Your objective - Copy exactly the lines of the records below, and only those lines, beginning with the line that contains "locate the small" and ending with the line that contains "locate the electrical".

(Photo-based referring expression data)
○ ○ ○ ○ ○ ○ ○

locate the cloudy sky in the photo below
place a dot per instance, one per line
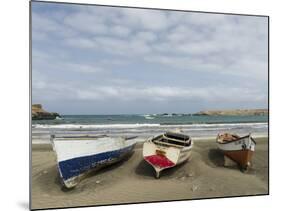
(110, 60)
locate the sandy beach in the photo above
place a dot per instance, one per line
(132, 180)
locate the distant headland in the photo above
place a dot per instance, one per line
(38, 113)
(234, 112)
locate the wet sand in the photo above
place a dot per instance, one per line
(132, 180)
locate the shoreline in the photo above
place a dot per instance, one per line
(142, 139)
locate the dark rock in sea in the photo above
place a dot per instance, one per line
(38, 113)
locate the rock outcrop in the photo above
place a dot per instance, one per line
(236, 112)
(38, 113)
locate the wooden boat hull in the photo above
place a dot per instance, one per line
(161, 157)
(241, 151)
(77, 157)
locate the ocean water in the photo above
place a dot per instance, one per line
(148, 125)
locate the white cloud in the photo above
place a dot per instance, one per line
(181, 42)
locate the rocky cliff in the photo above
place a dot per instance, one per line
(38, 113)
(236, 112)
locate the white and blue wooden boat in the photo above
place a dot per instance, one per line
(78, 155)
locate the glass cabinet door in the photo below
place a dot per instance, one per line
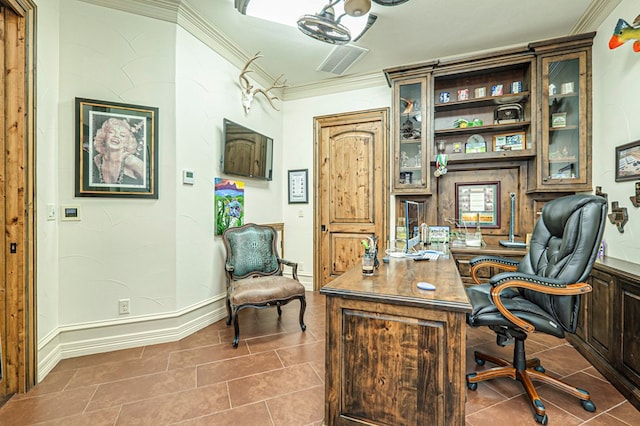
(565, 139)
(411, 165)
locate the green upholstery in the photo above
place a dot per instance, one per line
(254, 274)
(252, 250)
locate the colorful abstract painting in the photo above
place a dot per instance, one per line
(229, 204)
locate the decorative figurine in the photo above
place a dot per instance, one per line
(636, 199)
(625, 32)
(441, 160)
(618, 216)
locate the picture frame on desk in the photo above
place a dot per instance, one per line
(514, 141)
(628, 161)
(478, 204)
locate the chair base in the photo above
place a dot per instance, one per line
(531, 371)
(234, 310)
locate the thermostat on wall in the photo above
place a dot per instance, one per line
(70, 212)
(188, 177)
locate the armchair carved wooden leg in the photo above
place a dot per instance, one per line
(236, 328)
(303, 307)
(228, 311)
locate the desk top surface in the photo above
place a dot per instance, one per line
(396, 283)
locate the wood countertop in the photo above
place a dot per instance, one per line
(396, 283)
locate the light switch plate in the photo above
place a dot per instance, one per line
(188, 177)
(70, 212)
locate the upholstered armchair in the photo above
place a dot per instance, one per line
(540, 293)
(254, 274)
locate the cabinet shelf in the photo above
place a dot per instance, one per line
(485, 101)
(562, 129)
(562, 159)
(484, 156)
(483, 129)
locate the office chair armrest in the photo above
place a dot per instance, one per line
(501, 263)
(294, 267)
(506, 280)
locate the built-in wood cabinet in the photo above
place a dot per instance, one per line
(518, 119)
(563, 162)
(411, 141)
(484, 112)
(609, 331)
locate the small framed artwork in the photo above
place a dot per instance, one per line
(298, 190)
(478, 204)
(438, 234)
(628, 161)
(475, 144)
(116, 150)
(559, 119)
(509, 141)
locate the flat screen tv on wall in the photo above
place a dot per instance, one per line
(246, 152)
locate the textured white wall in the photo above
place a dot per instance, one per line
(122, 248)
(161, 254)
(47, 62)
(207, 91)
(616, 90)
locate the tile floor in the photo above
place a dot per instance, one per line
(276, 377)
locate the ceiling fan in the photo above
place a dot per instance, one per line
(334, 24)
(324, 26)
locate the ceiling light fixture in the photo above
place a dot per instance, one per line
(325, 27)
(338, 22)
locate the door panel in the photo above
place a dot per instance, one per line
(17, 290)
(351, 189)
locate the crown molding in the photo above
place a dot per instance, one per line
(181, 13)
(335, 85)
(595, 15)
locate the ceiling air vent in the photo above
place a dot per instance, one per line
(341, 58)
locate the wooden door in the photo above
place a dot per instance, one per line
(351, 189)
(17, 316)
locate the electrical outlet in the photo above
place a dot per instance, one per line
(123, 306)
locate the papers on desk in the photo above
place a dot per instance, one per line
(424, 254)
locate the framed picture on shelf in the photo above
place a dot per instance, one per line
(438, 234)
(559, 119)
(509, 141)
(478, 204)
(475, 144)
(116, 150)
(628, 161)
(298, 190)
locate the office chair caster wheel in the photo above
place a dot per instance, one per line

○ ○ ○ ○ ○ ○ ○

Task result -
locate the small framed artwork in the photo above
place a dot per instance, one per line
(298, 190)
(478, 204)
(438, 234)
(628, 161)
(475, 144)
(116, 150)
(559, 119)
(509, 141)
locate the flat screen tv on wall in the photo above
place a dot per instance, one per line
(246, 152)
locate the textured white wall in the photo above
place a dot per instance, one per line
(122, 248)
(161, 254)
(47, 62)
(207, 91)
(616, 90)
locate the tile floor in the photo above
place a dot per instance, one per line
(276, 377)
locate the ceiling fan in the photo above
place a dot per instance, one per line
(334, 24)
(324, 26)
locate the ceiling light fixture in the photo above
place a dot per instance, one per line
(325, 27)
(338, 22)
locate the door panel in the photo above
place a dot per instance, one per line
(17, 290)
(351, 189)
locate the crown molding in the photo above
place a dot per instance, one per line
(181, 13)
(335, 85)
(595, 15)
locate the ceiling air vent in the photo above
place a dot per instance, one per line
(341, 58)
locate the wooden door in the photo above
place a dot per instance, one per line
(351, 189)
(17, 316)
locate the electrical outlet in the photo above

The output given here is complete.